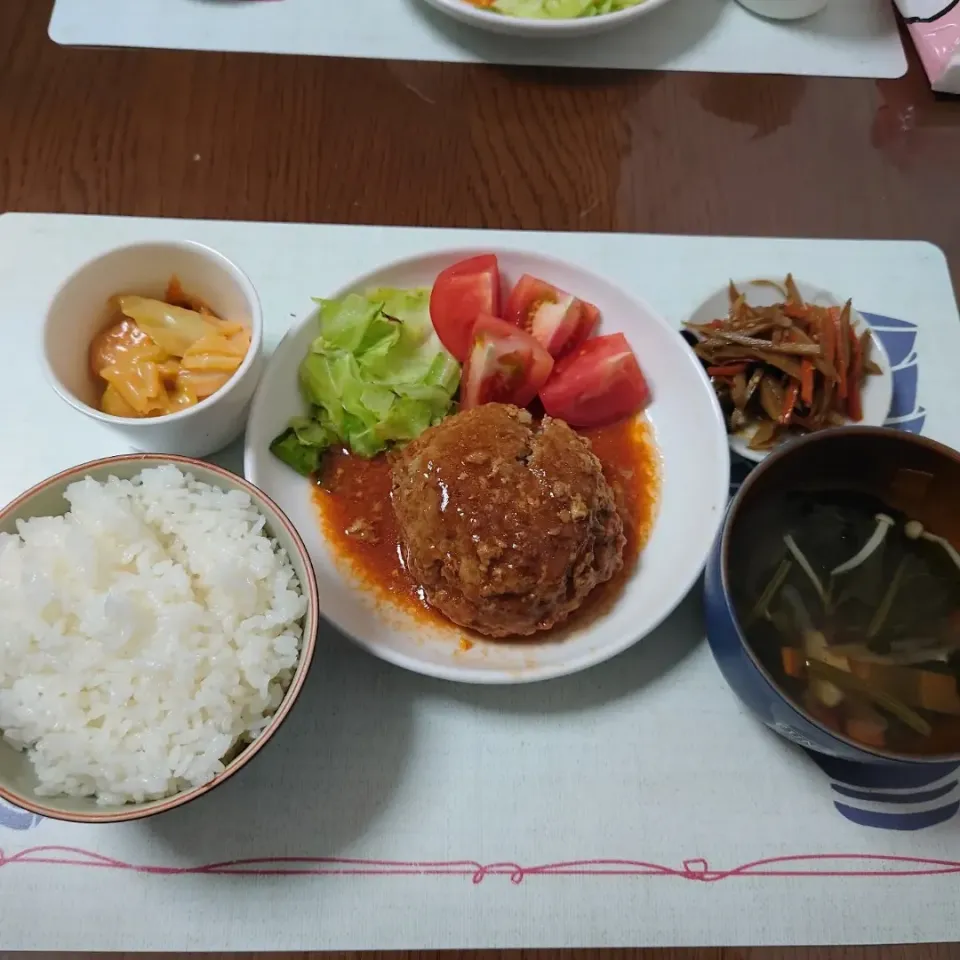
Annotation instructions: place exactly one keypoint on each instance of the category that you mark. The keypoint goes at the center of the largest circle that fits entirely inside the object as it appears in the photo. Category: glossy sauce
(355, 513)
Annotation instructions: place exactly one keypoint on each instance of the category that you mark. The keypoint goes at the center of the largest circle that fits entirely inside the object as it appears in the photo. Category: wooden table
(153, 133)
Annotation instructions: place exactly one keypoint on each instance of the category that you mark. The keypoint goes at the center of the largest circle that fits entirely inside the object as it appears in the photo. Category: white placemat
(634, 804)
(851, 38)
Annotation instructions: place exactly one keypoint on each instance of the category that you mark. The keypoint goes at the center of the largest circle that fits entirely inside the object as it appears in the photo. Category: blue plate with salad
(504, 467)
(547, 18)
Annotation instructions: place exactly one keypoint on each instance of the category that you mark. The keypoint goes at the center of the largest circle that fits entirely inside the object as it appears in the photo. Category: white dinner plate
(691, 440)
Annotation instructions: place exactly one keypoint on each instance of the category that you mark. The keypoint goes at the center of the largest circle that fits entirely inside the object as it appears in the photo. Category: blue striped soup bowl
(862, 458)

——

**EXERCISE REQUIREMENTS**
Leave out all images, then reproduce the entries above exactly.

**REPLY TO THE EXERCISE**
Annotation instructions: place exactly one keypoint on each instance of the category that you mark. The keypoint goes at the center of the largest circle that fits entirely inside the object as it appears in the photo. Category: glossy sauce
(355, 513)
Annotation instructions: place exactly one keypoint on each instance of the category that you mark. The keypoint goes at the center of the largest circle that fits entirely inside the object as it appears in the photo. Category: wooden table
(153, 133)
Annotation instructions: place exactly one keypoint on each instance of the category that you mark. The keypoint goes at the center of the largest circle that fits entirely inside the object as it appears in the photo. Category: white placemat
(634, 804)
(851, 38)
Annotation instructions: place exactly one keypoint on each instance of the category that you mark. The keypoint goes at the center of the largest circle that fits entirely inside the object as it appears in the photo. Category: blue plate with salad
(504, 467)
(547, 18)
Annotation instructions: place exactly one keypoint on each instance of the category that you mark. The keypoint goes at the center of the largest circle that fits entirely inside the object as it appears in the photo. Category: white dinner plate
(691, 440)
Annotation instructions: place exactly one keypoint on each instance of the category that you mark. The keypoint goes at the center of the largest circle that fits entirely inside the object as it appears in the photo. Category: blue striped soup bowl
(862, 458)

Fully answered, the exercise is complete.